— Entries provided —
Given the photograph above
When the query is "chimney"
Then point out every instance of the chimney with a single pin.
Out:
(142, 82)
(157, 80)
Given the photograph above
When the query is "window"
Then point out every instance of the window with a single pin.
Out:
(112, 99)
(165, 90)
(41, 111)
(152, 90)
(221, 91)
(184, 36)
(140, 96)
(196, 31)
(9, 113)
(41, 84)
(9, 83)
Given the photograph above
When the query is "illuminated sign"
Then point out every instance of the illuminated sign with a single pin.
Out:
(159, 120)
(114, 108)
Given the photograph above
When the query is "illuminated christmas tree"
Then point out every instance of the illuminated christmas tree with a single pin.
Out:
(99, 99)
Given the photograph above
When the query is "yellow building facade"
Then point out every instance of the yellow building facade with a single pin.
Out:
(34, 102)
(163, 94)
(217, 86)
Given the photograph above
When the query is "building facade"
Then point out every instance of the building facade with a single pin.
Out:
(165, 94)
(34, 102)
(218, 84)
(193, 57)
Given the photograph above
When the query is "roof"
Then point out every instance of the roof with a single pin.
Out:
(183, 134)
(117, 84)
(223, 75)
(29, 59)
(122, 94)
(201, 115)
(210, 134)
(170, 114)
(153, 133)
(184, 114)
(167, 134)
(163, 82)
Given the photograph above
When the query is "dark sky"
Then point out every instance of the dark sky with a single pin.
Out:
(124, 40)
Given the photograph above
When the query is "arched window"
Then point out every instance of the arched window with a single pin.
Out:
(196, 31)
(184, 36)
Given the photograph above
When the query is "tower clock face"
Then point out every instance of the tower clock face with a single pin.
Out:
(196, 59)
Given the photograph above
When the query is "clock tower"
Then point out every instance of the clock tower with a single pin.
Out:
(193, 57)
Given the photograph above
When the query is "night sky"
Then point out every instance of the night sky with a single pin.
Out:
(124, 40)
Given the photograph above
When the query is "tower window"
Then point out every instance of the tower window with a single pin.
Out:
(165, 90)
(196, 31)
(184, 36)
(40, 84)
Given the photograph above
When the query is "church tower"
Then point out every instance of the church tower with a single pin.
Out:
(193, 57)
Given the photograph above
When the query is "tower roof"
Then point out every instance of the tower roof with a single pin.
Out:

— What you should do —
Copy out the whole listing exactly.

— Result of the exercise —
Given the photograph above
When the query is "chimney"
Then point out every instance of the chimney with a single pin.
Out:
(142, 82)
(157, 80)
Given the photograph above
When the query is "window"
Then point out every instance of the window with a single pin.
Out:
(112, 99)
(165, 90)
(41, 111)
(152, 90)
(221, 91)
(184, 36)
(140, 96)
(196, 31)
(9, 113)
(41, 84)
(9, 83)
Given the photograph above
When the query is "illuminated sign"
Then point out every instance of the illuminated sign with a single pin.
Out:
(159, 120)
(114, 108)
Given the photograph above
When the query is "illuminated christmas tree"
Then point out every instance of the illuminated christmas tree with a single pin.
Out:
(99, 99)
Given the photograph above
When the query is "yellow building facade"
Then point out every instance of the yellow building facade with a single pin.
Out:
(34, 102)
(163, 94)
(217, 86)
Given the photograph above
When the query is "building facade"
Then point out every instance of the building facade with a single pin.
Out:
(165, 94)
(34, 102)
(218, 84)
(193, 57)
Given the photograph above
When the query is "roof"
Then point out every instance of the roof with a single pin.
Out:
(183, 134)
(117, 84)
(223, 75)
(29, 59)
(122, 94)
(201, 115)
(210, 134)
(170, 114)
(153, 133)
(184, 114)
(167, 134)
(163, 82)
Given the photograph above
When the query is "dark sky"
Then point out every instance of the dark sky with a single pin.
Out:
(124, 40)
Given the photograph above
When the query is "arched window"
Then point out every instance of the arched window with a single pin.
Out:
(196, 31)
(184, 36)
Given the photograph above
When the query is "tower clock face"
Then point out every instance of the tower clock face with a single pin.
Out:
(196, 59)
Given the photograph above
When the query is "clock tower"
Then point out every instance of the clock tower with a single pin.
Out:
(193, 57)
Given the photograph above
When the query is "night sky"
Then point out every instance of the night sky with a single pin.
Out:
(124, 40)
Given the photograph above
When the query is "tower window"
Then point out every instance of the tower window with a single pin.
Out:
(165, 90)
(196, 31)
(184, 36)
(40, 84)
Given the photograph above
When the query is "church tower"
Then point out every instance of the church tower with a single pin.
Out:
(193, 57)
Given the photograph above
When the query is "tower roof"
Then point out every instance of the tower roof with a single pin.
Out:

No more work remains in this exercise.